Given exercise.
Each entry below should be written out exactly as it is, with no pictures.

-=-=-=-=-

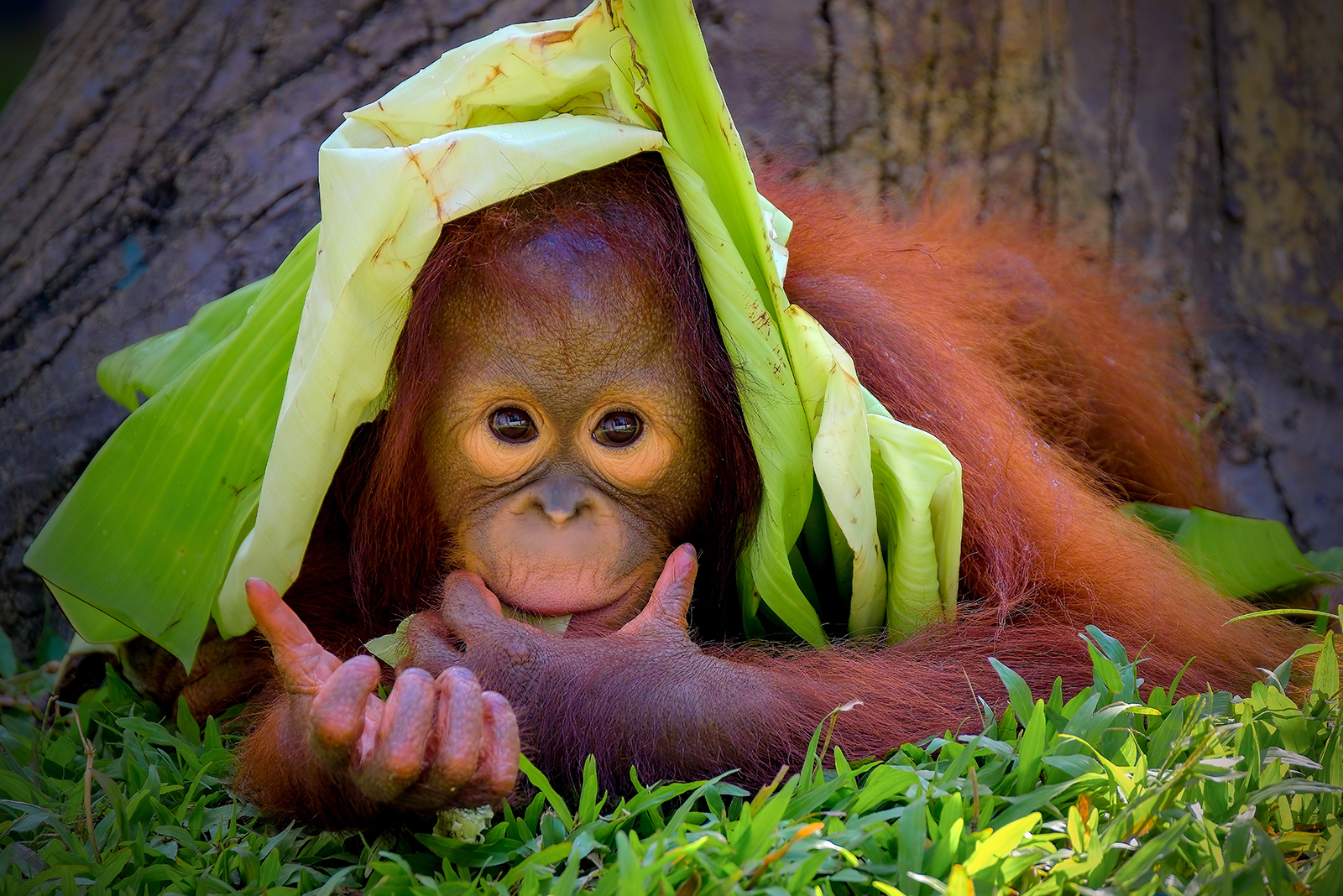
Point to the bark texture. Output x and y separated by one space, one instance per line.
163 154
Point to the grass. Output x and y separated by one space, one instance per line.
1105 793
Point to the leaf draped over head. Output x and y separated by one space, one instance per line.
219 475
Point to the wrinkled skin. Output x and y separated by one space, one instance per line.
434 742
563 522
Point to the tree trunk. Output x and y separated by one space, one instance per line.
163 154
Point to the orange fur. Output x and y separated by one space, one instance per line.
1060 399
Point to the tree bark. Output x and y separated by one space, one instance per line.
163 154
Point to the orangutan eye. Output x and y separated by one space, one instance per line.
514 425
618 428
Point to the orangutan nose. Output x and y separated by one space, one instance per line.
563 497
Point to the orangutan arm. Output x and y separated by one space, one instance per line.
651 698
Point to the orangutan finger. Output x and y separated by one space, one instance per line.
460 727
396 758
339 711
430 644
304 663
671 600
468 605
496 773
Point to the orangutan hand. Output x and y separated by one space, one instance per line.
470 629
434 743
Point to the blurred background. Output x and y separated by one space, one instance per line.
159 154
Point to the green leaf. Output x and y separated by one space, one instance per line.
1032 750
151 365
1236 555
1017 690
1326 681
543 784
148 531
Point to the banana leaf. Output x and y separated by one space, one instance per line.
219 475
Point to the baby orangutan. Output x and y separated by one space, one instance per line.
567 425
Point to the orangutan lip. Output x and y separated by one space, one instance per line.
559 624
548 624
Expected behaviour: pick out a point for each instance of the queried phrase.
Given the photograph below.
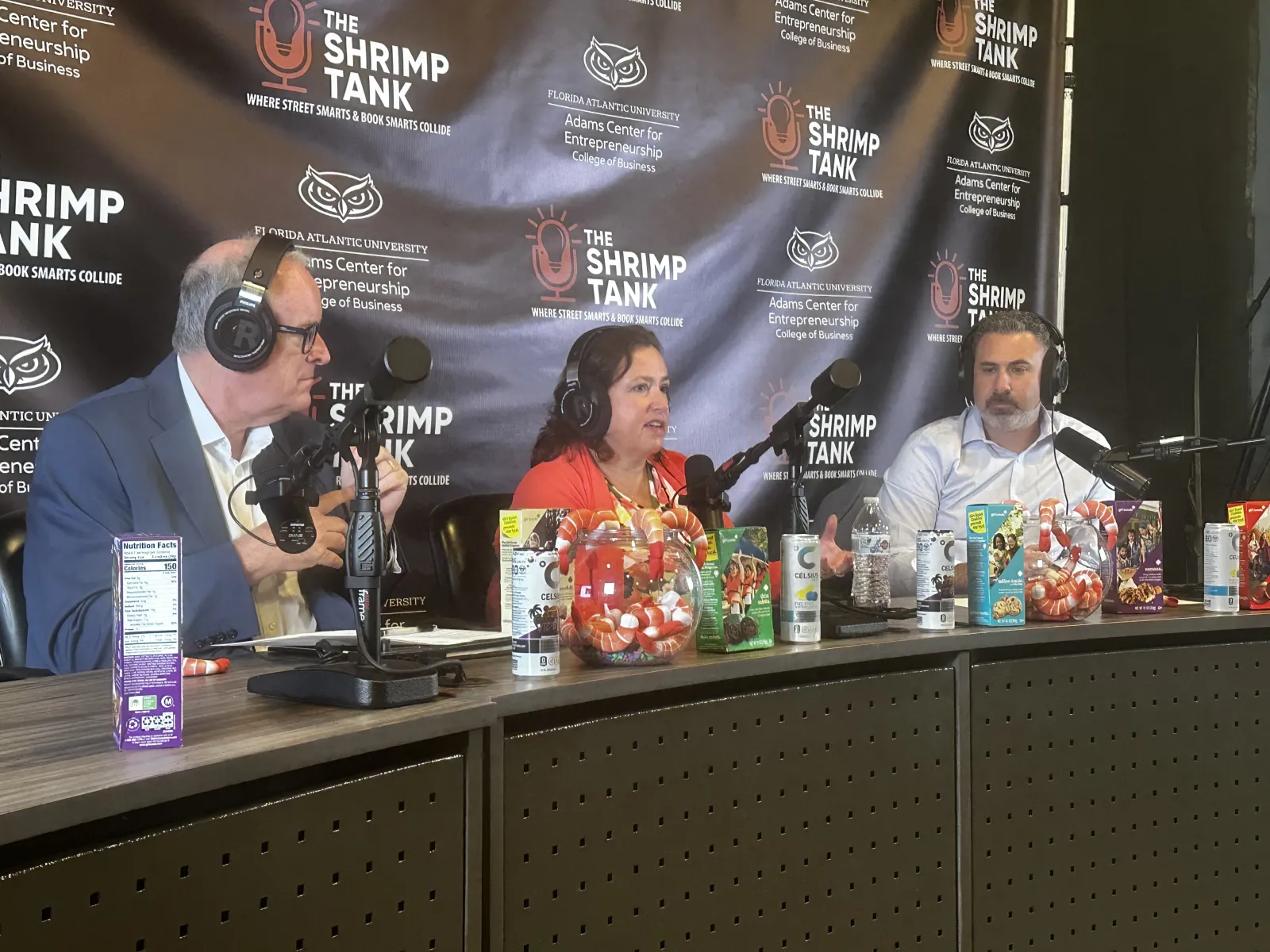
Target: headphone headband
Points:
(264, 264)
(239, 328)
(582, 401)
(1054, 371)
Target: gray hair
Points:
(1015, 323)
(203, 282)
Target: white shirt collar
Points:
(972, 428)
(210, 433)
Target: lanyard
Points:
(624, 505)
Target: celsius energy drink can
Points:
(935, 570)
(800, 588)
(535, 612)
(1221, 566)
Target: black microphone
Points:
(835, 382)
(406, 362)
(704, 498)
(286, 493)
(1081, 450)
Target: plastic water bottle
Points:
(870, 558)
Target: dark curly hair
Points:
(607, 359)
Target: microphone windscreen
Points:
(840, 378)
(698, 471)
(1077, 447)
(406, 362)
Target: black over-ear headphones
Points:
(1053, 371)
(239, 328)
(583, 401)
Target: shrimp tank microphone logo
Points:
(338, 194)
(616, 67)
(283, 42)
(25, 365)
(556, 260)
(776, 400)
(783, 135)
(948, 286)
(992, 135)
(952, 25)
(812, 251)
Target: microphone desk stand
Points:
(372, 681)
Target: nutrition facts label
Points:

-=-=-=-=-

Answer to this task.
Point to the bark texture. Output x and y separated by one space, one instance per line.
163 154
Point to the grass. Output x and y separated by one space, one instance per line.
1105 793
Point to the leaf draped over head. Output x and y separated by one space, one instance per line.
219 475
Point to the wrinkled skin. Output x and y separated by one space, one instance per line.
434 742
563 522
Point to the tree trunk. Output x and y separated by one space, one instance per line.
163 154
Point to the orange fur. Output x and y separated by one space, one instance per line.
1060 399
Point to the tree bark. Output x and y separated by one space, one instance per line.
163 154
Point to the orangutan eye. Output x and y separated by one space, one instance per line.
514 425
618 428
Point to the orangutan nose. Output x and y separated by one space, one instance per line.
563 497
Point to the orangutan arm. Output x and y separated by one space, one instance per line.
651 698
Point to the orangutan finger. Output x and y separated by one space, one instance per line.
460 727
396 758
339 711
430 644
304 663
671 600
468 605
496 773
Point to the orangutan hand. Output x and y separated by one space, one instance per line.
470 629
434 743
Point to the blurred background. Output x and y separated by one space, one instance per line.
159 154
Point to the green leaf. Output x and y separated by one space, one instance per line.
1032 750
151 365
1236 555
1017 690
1326 681
543 784
148 531
Point to the banana leaf. Output x and y separated by one space, one instance per line.
219 475
Point to the baby orangutan. Output x and y separated by one space, one instance per line.
567 425
Point to the orangutan lip. Output x and y separated by one space, one instance per line.
559 624
548 624
Expected behaviour: pick out a point for each instance of the queried phrase.
Given the photograph below.
Target: headphone headband
Points:
(264, 264)
(239, 328)
(582, 401)
(1054, 371)
Target: gray hair
Points:
(1015, 323)
(203, 282)
Target: white shirt collar
Points:
(972, 428)
(210, 433)
Target: lanyard
Points:
(624, 505)
Target: celsius energy drink can
Points:
(935, 570)
(800, 588)
(535, 612)
(1221, 566)
Target: black microphone
Points:
(835, 382)
(406, 362)
(704, 498)
(286, 493)
(1081, 450)
Target: plastic water bottle
Points:
(870, 558)
Target: dark curly hair
Points:
(607, 359)
Target: microphone windscreen
Points:
(840, 378)
(698, 471)
(1077, 447)
(406, 362)
Target: black over-ear headphones
Points:
(1053, 371)
(239, 328)
(583, 401)
Target: shrimp tank microphone logo
Points:
(338, 194)
(616, 67)
(283, 42)
(25, 365)
(556, 260)
(776, 400)
(783, 135)
(948, 286)
(992, 135)
(952, 25)
(812, 251)
Target: microphone desk stand
Points:
(372, 681)
Target: nutrition facts label
Points:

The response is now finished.